---------- Material for this exercise

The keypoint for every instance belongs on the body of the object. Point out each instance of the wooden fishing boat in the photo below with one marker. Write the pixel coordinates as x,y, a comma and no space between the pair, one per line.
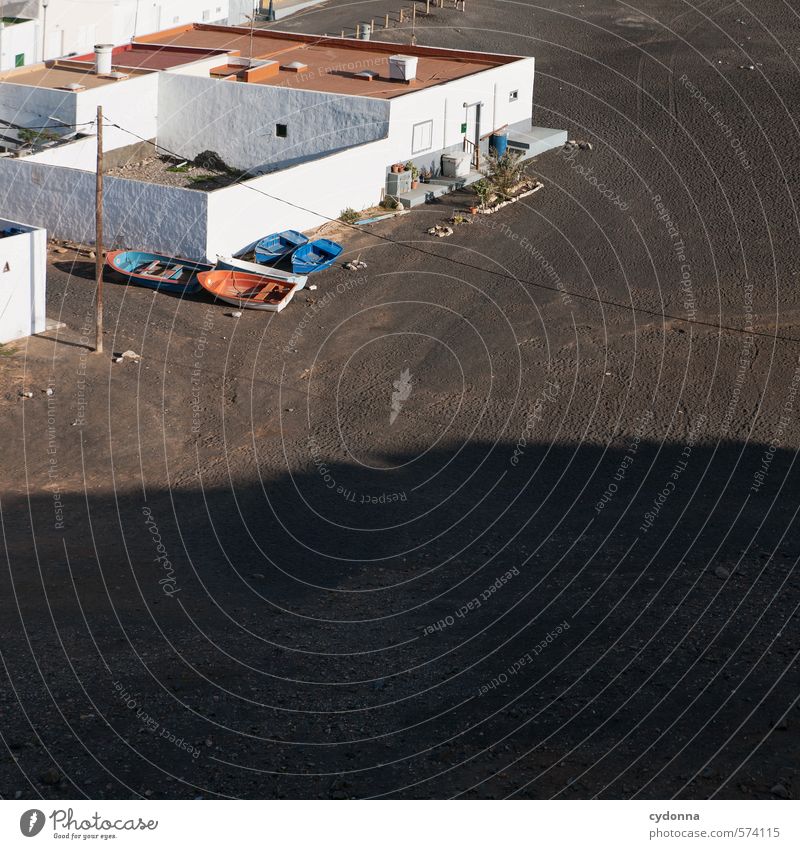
167,273
248,291
232,263
315,256
277,245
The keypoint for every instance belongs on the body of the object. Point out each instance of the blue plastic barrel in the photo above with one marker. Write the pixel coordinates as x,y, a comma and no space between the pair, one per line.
499,142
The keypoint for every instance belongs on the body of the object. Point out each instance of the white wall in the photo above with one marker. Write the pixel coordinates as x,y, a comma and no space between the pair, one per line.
18,38
75,26
444,105
31,106
240,215
138,215
23,276
237,121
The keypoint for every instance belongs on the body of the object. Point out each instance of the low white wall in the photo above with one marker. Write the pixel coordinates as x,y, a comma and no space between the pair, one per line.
23,278
240,215
16,39
237,121
131,103
30,106
137,215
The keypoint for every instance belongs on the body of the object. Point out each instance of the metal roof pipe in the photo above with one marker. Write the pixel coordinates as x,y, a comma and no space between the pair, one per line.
102,59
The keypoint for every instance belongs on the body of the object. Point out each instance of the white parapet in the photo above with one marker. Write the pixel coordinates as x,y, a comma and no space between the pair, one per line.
23,280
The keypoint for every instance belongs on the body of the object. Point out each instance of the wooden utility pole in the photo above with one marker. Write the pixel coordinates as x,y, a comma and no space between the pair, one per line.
98,237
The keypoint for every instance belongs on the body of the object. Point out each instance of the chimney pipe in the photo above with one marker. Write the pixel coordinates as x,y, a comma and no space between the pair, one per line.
102,58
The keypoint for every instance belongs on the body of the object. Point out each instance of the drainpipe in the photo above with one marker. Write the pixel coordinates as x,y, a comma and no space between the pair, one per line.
45,4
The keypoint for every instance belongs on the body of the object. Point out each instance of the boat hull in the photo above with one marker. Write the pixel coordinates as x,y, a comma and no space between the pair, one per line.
278,245
230,263
248,291
157,271
315,256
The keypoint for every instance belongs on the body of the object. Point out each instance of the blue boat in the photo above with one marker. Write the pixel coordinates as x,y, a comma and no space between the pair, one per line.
166,273
278,245
315,256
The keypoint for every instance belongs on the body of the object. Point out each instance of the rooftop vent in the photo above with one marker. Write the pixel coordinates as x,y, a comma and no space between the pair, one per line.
295,66
403,68
102,58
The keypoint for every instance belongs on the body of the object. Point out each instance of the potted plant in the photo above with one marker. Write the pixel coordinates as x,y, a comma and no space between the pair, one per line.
482,189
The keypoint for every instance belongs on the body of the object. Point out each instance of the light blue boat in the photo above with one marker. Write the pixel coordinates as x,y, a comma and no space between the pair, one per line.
277,245
315,256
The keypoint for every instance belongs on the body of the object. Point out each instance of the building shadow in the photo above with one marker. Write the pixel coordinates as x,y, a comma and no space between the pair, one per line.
485,620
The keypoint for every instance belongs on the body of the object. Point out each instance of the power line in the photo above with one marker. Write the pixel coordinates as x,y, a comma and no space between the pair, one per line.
532,283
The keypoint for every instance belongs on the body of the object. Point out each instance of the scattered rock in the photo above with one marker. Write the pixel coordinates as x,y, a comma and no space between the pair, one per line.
51,777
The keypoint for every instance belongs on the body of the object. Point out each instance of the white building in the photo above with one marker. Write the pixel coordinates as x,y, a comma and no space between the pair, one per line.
55,28
19,42
314,123
23,271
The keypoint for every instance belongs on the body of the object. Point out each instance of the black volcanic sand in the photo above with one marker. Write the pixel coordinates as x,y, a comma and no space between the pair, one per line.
511,513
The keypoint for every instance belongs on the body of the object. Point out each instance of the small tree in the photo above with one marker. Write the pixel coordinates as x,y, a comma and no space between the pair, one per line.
482,188
504,172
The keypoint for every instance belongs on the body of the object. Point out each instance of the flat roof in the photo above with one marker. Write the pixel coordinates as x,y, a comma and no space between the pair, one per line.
331,64
153,58
60,74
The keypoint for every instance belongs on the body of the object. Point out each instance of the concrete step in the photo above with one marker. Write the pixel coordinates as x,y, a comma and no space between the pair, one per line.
536,140
435,188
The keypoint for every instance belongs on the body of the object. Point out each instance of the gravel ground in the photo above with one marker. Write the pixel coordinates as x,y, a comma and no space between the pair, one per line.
156,169
509,513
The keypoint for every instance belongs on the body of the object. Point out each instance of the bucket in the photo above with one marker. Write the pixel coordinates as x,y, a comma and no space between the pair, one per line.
499,142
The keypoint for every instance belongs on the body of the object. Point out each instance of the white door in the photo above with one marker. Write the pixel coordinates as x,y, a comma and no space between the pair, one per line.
473,133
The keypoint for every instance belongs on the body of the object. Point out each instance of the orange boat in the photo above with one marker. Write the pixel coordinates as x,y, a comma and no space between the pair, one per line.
248,291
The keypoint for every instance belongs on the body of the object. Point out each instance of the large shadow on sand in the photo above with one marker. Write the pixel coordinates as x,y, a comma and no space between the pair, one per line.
576,621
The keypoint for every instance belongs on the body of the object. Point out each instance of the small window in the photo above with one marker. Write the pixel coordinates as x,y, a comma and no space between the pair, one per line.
422,137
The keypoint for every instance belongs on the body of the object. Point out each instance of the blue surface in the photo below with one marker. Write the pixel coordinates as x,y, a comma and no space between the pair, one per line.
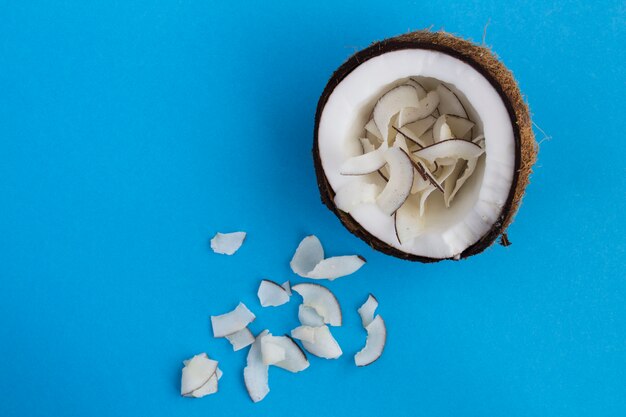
130,132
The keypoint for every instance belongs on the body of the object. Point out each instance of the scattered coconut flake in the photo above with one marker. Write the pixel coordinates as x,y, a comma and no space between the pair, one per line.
400,182
308,316
352,195
305,333
232,321
196,374
325,345
272,294
293,358
322,300
270,351
255,374
336,267
227,243
240,339
309,262
374,344
308,254
367,310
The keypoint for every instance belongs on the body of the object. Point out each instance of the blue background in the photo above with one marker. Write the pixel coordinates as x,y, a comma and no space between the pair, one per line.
130,132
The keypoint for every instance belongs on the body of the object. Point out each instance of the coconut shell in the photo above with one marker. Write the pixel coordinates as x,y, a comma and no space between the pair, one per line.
486,63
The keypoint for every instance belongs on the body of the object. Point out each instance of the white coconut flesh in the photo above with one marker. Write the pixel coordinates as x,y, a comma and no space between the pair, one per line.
283,352
232,321
272,294
199,376
367,310
323,345
308,316
473,132
227,243
308,261
240,339
322,300
255,374
374,344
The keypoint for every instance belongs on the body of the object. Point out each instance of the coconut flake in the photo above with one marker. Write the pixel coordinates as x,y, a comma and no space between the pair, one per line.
232,321
308,254
240,339
400,182
196,374
390,104
309,262
423,109
355,193
227,243
287,286
364,164
325,345
374,344
441,130
367,310
293,358
336,267
449,103
371,128
305,333
271,352
460,126
255,374
272,294
451,148
322,300
469,170
308,316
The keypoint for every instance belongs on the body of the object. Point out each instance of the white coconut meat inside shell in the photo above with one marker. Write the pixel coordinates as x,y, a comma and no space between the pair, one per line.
463,92
272,294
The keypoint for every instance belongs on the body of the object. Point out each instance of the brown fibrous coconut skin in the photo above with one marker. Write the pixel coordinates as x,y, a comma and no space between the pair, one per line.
486,63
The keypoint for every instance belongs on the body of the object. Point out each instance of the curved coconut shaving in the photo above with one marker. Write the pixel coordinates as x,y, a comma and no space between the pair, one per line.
475,91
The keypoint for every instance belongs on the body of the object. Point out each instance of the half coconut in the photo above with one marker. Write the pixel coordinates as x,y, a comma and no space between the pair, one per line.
424,146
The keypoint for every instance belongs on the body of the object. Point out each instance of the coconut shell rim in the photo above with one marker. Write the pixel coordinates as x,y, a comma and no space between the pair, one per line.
498,75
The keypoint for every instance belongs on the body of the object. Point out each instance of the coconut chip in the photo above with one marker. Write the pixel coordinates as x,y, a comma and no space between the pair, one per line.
232,321
324,345
199,376
367,310
374,344
308,261
240,339
255,374
322,300
227,243
272,294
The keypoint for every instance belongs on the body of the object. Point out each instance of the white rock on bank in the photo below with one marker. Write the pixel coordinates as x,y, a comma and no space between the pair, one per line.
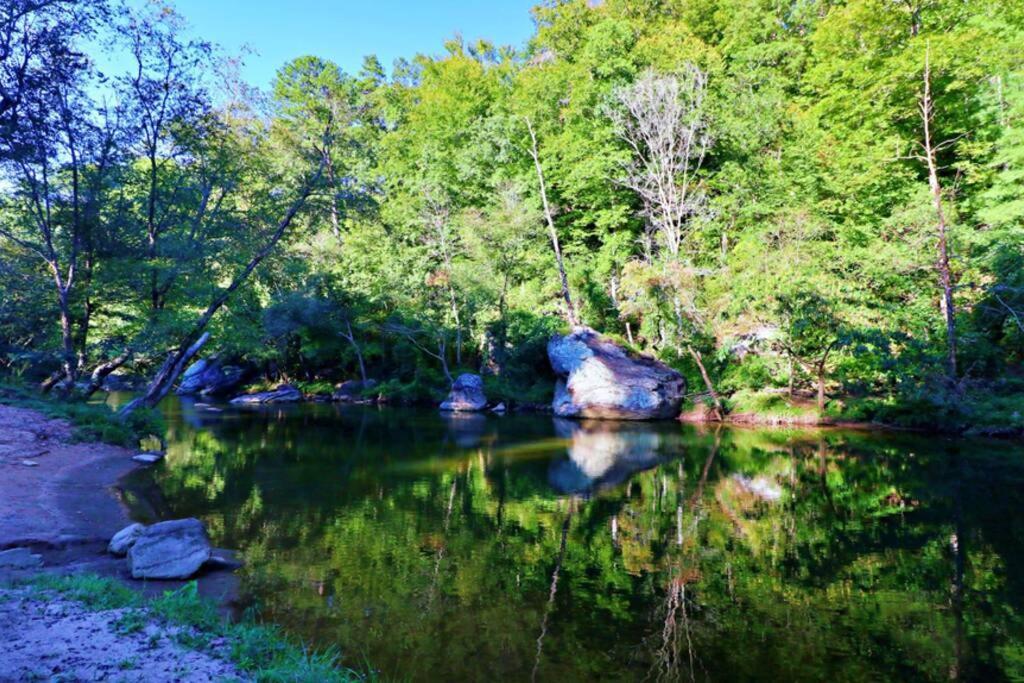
124,540
170,550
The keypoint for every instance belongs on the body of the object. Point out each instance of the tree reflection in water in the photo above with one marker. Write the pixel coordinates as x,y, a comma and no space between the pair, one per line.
516,548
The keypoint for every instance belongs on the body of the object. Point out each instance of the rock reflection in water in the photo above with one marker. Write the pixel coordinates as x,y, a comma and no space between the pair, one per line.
465,429
602,454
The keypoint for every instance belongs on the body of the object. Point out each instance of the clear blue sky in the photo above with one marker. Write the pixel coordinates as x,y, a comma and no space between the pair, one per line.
344,31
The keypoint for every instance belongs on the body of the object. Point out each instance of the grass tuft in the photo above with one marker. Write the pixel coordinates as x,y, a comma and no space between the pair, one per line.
260,649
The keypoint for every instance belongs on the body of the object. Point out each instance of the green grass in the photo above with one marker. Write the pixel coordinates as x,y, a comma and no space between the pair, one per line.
771,407
259,649
92,422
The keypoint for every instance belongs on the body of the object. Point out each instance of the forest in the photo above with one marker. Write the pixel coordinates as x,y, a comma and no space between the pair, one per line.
806,208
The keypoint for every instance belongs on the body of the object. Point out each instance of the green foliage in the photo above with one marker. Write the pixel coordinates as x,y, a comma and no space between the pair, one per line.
93,422
425,244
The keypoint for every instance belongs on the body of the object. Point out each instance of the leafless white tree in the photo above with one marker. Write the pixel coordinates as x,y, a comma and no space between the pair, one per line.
664,119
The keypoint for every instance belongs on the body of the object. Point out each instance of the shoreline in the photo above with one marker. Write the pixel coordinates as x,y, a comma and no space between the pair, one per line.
61,500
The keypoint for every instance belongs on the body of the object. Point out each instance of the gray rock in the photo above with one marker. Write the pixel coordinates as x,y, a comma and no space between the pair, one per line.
352,390
124,540
599,379
209,378
466,395
19,558
286,393
170,550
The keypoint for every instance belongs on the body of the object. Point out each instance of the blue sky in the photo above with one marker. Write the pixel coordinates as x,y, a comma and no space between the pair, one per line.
344,31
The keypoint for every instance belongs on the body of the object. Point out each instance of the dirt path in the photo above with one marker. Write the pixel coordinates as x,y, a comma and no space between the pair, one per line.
54,493
58,509
42,640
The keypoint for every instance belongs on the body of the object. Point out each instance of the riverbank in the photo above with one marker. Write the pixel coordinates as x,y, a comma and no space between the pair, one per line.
70,609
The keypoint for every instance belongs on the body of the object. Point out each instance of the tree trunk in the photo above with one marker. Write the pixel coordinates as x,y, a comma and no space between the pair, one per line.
571,315
942,264
165,378
821,389
335,220
102,371
197,337
695,354
68,340
350,336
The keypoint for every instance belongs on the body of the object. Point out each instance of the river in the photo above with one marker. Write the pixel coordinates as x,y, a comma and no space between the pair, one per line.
518,548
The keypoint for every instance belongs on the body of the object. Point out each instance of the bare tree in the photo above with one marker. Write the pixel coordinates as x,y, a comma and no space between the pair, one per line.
571,315
664,120
929,157
56,158
197,337
413,336
437,216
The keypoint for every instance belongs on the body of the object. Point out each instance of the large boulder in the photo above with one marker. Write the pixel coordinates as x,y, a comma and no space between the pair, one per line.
124,540
466,394
209,378
599,379
352,391
173,549
286,393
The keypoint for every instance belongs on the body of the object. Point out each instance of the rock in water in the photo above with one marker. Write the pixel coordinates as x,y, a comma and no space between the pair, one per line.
19,558
598,379
170,550
352,390
286,393
124,540
210,378
466,394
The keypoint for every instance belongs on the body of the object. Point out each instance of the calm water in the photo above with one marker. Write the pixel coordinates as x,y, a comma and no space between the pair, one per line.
526,548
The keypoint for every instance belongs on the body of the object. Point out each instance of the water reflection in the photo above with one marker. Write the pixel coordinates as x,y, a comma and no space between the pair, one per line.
516,548
602,454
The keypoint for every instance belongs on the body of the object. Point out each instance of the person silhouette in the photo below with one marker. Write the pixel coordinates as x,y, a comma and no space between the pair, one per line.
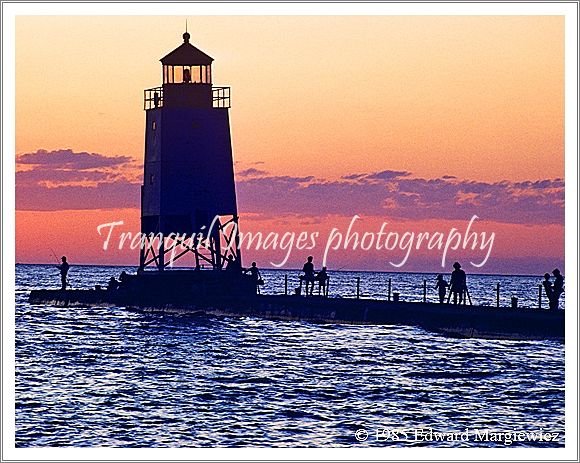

--------------------

Exercise requirements: How many lines of the data above contain the string "rock", with case counting? Reply with only the number.

Response to this exercise: 5